Start of EXTRACT
# My Vita-Mix smells like a fish died in it



## dejohe (Mar 17, 2007)

Okay, I don't know why I smelled my Vita-mix this morning, but oh it was bad!! No, I don't put fish (or meat, for that matter) in it - I usually only use it to make smoothies. I then rinse it out and let it air dry. I am obviously NOT cleaning it good enough.

My problem now is that I CAN'T get the smell out. This is what I've tried:
-hot water
-baking soda
-vinegar
-dish detergent
-none of these worked, even after soaking so I broke down and poured CLR in it. didn't work.

Please help!! uke


----------



## sunnysandiegan (Mar 5, 2008)

I absolutely LOVE my Vitamix and now I want to go smell the containers! LOL I have the regular container and the "dry" container. I went and smelled them both along with the two-part lid. They smell like clean air, so I can vouch for our cleaning method.
End of EXTRACT
Start of RECORDED DATA
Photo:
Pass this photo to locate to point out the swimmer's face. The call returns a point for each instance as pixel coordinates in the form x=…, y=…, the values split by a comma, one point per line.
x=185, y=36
End of RECORDED DATA
__WHAT THIS EXERCISE ASKS__
a) Reproduce everything in the Vita-Mix thread from "Okay, I don't" down to "it good enough.".
b) Write the next part of the Vita-Mix thread, picking up right after its last sentence.
The listing stands apart from the Vita-Mix thread.

__ANSWERS TO THE TASKS__
a)
Okay, I don't know why I smelled my Vita-mix this morning, but oh it was bad!! No, I don't put fish (or meat, for that matter) in it - I usually only use it to make smoothies. I then rinse it out and let it air dry. I am obviously NOT cleaning it good enough.

b)
After emptying contents, rinse with hot water and fill just a hair above the 5 cup mark. Add a drop or two of dishwashing liquid. After putting the lid back on, put container on Vitamix base and run for 30 seconds. This creates a nice sudsy cleaning whirlpool bath! Pour sudsy water out of the small hole (leave black lid in place) into the small lid. Rinse all parts in hot water and let air dry. BTW, the full rinsing/washing/rinsing process takes me about a minute and a half and I don't use a lot of water...just enough to swish and swirl around. I also use the freshly made hot sudsy water to wash something else in.

Anyway, be sure to store the container without the lid on. I store the containers on their sides, so that moisture can escape easily.

Now... to get rid of the disturbing smell... I would try the following methods one at a time until something worked:

~ Wash as I described above several times over the next few days (as you wash regular dishes, so you can use the wash water). In between washes, after it is fully dry, sprinkle with baking soda to absorb odors.

~ Grind up an orange in the Vitamix...whole orange (leave peel ON, but wash it first if it is not organic) cut into a few pieces (3-4) and let it sit there for a few hours. Then wash as I described above.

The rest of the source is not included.